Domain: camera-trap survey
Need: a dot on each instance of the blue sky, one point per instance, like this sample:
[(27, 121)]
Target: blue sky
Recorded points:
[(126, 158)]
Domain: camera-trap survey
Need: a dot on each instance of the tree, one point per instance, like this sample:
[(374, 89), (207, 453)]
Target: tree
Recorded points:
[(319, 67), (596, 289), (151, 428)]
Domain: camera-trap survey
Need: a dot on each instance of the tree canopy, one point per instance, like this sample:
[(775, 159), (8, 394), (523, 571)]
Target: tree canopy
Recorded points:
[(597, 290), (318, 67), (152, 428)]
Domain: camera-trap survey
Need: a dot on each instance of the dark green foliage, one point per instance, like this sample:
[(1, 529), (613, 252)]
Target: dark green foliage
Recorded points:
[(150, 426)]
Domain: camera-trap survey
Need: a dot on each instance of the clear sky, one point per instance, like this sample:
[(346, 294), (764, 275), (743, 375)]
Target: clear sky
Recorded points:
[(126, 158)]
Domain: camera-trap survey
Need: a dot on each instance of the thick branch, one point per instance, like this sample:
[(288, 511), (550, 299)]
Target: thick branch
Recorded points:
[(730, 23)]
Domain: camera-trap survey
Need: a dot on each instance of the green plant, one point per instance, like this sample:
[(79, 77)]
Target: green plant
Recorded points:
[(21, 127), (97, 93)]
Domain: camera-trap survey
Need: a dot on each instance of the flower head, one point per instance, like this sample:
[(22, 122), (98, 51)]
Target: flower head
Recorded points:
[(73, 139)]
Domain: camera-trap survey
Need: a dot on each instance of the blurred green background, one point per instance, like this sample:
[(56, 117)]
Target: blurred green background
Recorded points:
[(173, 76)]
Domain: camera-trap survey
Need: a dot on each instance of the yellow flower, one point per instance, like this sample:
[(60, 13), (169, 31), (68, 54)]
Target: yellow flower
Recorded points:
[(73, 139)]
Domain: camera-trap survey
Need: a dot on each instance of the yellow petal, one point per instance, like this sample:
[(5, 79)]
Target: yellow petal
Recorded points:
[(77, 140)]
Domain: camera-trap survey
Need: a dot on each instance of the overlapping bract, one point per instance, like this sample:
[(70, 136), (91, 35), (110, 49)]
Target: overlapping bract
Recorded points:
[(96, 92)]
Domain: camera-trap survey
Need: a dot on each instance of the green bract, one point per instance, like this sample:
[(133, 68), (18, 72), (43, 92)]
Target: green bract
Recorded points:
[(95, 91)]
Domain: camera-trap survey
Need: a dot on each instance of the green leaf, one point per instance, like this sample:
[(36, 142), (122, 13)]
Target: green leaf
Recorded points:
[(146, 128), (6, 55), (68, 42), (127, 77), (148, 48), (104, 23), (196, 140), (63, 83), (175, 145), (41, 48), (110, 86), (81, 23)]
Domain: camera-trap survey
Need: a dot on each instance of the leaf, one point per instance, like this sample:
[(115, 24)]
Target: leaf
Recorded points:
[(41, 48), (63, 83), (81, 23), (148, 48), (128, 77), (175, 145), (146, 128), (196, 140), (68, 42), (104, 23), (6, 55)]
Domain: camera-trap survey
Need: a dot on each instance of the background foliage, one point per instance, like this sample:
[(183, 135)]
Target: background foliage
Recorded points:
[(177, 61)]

********************

Reproduce all of the rows above verbatim, without altering anything.

In response:
Domain: camera-trap survey
Need: a dot on each instance of the blue sky, one point per instance, like this sample:
[(27, 121)]
Target: blue sky
Recorded points:
[(126, 158)]
Domain: camera-trap survey
Need: a dot on each instance of the tree, one point per instance, like this sample:
[(374, 89), (207, 453)]
Target: tree
Recorded points:
[(319, 67), (596, 289), (151, 428)]
Domain: camera-trap survey
Need: a dot on each instance of the tree canopy, one point per instance, like this sample:
[(775, 159), (8, 394), (523, 571)]
Target: tree canopy
Recorded points:
[(597, 290), (318, 67), (152, 428)]
Domain: camera-trap survey
Need: a dot on each instance of the dark green foliage, one point per instance, like this sample:
[(1, 529), (613, 252)]
Target: dark green foliage
Recorded points:
[(150, 426)]
Domain: camera-trap survey
Need: a dot on each instance of the clear sky, one point per instance, like this sample:
[(346, 294), (764, 275), (743, 375)]
Target: clear sky
Recorded points:
[(126, 158)]
Domain: camera-trap survey
Need: a dot on each instance of the thick branch, one point per instance, like this sample:
[(288, 511), (550, 299)]
Target: thick branch
Recorded points:
[(730, 23)]
Domain: camera-trap survey
Need: a dot on each instance of the green plant, one point per instance, like this sample:
[(79, 77)]
Target: green plant
Recorded points:
[(21, 127), (97, 93)]
Domain: camera-trap survey
Need: a dot on each instance of the flower head, one point per instance, like this sample:
[(22, 122), (98, 51)]
Target: flower head
Recorded points:
[(73, 139)]
Domain: camera-trap survey
Need: a dot on each instance of the blurred green background, one point per instance, like this sample:
[(56, 117)]
Target: blurred green background
Recorded points:
[(173, 76)]
Domain: camera-trap survey
Need: a dot on each instance of the yellow flower, one point per instance, like this sample:
[(60, 13), (169, 31), (68, 54)]
Target: yellow flower
Recorded points:
[(73, 139)]
Domain: camera-trap survey
Need: a dot on each instance of the yellow petal, one point per instance, like this sample:
[(5, 79)]
Target: yellow petal
Recorded points:
[(77, 140)]
Domain: camera-trap survey
Need: a dot on each instance of the overlapping bract, one point per instance, like this sample:
[(70, 136), (91, 35), (110, 49)]
Target: overlapping bract
Recorded points:
[(96, 92)]
Domain: camera-trap survey
Need: a dot on each instance of the green bract, one point per instance, like this sample:
[(133, 68), (18, 72), (43, 92)]
Target: green bract
Recorded points:
[(95, 91)]
Domain: camera-trap survey
Need: a dot on each instance of the green leaf, one point per instance, like this sample:
[(36, 142), (122, 13)]
Target: green leaf
Recorded points:
[(146, 128), (6, 55), (68, 42), (127, 77), (148, 48), (104, 23), (196, 140), (63, 83), (175, 145), (41, 48), (110, 86), (81, 23)]
Domain: camera-trap survey
Need: a dot on each instance of the leaf, one point per instance, like this sample:
[(115, 24)]
Target: leaf
Recorded points:
[(41, 48), (63, 83), (81, 23), (148, 48), (128, 77), (175, 145), (146, 128), (196, 140), (68, 42), (104, 23), (6, 55)]
Domain: camera-trap survey
Need: a dot on each instance of the background foliage, one point per instance, like this sample:
[(183, 135)]
Target: background foliage
Recorded points:
[(177, 61)]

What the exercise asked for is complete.